WHAT YOU NEED TO DO:
In the B-tree lecture notes, condense the paragraph beginning "A B-tree is a tree data structure" into a short bulleted list that keeps its main facts.

━━ SOURCE

CS241 -- Lecture Notes: B-Trees

Daisy Tang

Back To Lectures Notes


This lecture covers Section 10.2 of our text book and here.
Introduction to B-Trees
A B-tree is a tree data structure that keeps data sorted and allows searches, insertions, and deletions in logarithmic amortized time. Unlike self-balancing binary search trees, it is optimized for systems that read and write large blocks of data. It is most commonly used in database and file systems.
The B-Tree Rules
Important properties of a B-tree:
  • B-tree nodes have many more than two children.
  • A B-tree node may contain more than just a single element.

The set formulation of the B-tree rules: Every B-tree depends on a positive constant integer called MINIMUM, which is used to determine how many elements are held in a single node.

  • Rule 1: The root can have as few as one element (or even no elements if it also has no children); every other node has at least MINIMUM elements.
  • Rule 2: The maximum number of elements in a node is twice the value of MINIMUM.
  • Rule 3: The elements of each B-tree node are stored in a partially filled array, sorted from the smallest element (at index 0) to the largest element (at the final used position of the array).
  • Rule 4: The number of subtrees below a nonleaf node is always one more than the number of elements in the node.
    • Subtree 0, subtree 1, ...
  • Rule 5: For any nonleaf node:
    1. An element at index i is greater than all the elements in subtree number i of the node, and
    2. An element at index i is less than all the elements in subtree number i + 1 of the node.
  • Rule 6: Every leaf in a B-tree has the same depth. Thus it ensures that a B-tree avoids  the problem of a unbalanced tree.

 

The Set Class Implementation with B-Trees

Remember that "Every child of a node is also the root of a smaller B-tree".

━━━━
━━ RECORDED INFORMATION

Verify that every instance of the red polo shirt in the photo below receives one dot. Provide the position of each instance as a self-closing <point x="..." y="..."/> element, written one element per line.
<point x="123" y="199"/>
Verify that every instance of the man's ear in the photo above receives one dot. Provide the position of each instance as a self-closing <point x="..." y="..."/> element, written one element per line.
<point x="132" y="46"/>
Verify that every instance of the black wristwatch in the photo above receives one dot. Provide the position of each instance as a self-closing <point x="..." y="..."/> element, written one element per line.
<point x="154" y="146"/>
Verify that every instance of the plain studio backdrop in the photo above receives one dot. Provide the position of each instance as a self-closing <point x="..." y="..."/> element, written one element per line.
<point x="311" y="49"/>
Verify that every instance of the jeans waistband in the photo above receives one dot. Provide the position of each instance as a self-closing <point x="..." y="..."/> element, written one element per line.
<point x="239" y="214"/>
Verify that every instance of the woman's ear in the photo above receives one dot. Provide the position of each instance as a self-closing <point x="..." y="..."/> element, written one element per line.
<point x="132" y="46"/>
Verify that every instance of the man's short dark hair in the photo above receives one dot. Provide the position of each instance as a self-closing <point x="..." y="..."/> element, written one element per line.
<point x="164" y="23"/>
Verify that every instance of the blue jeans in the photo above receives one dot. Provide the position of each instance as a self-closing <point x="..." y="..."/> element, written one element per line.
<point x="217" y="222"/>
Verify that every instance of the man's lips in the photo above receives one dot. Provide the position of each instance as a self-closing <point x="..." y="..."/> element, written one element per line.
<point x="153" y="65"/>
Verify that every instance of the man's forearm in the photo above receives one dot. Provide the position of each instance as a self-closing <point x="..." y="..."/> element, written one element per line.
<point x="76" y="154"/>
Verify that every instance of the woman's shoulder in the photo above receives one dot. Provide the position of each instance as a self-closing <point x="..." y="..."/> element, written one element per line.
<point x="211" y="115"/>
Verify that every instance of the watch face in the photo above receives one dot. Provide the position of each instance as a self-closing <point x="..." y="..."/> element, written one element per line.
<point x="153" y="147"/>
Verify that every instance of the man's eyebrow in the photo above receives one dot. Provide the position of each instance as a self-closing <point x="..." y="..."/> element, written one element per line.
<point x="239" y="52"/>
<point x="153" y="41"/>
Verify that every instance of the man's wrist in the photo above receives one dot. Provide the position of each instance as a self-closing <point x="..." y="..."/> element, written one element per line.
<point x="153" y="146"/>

━━━━

CORRECT OUTPUT:
- A B-tree is a tree data structure that keeps data sorted.
- It supports searches, insertions, and deletions in logarithmic amortized time.
- Unlike self-balancing binary search trees, it is optimized for systems that read and write large blocks of data.
- It is most often used in databases and file systems.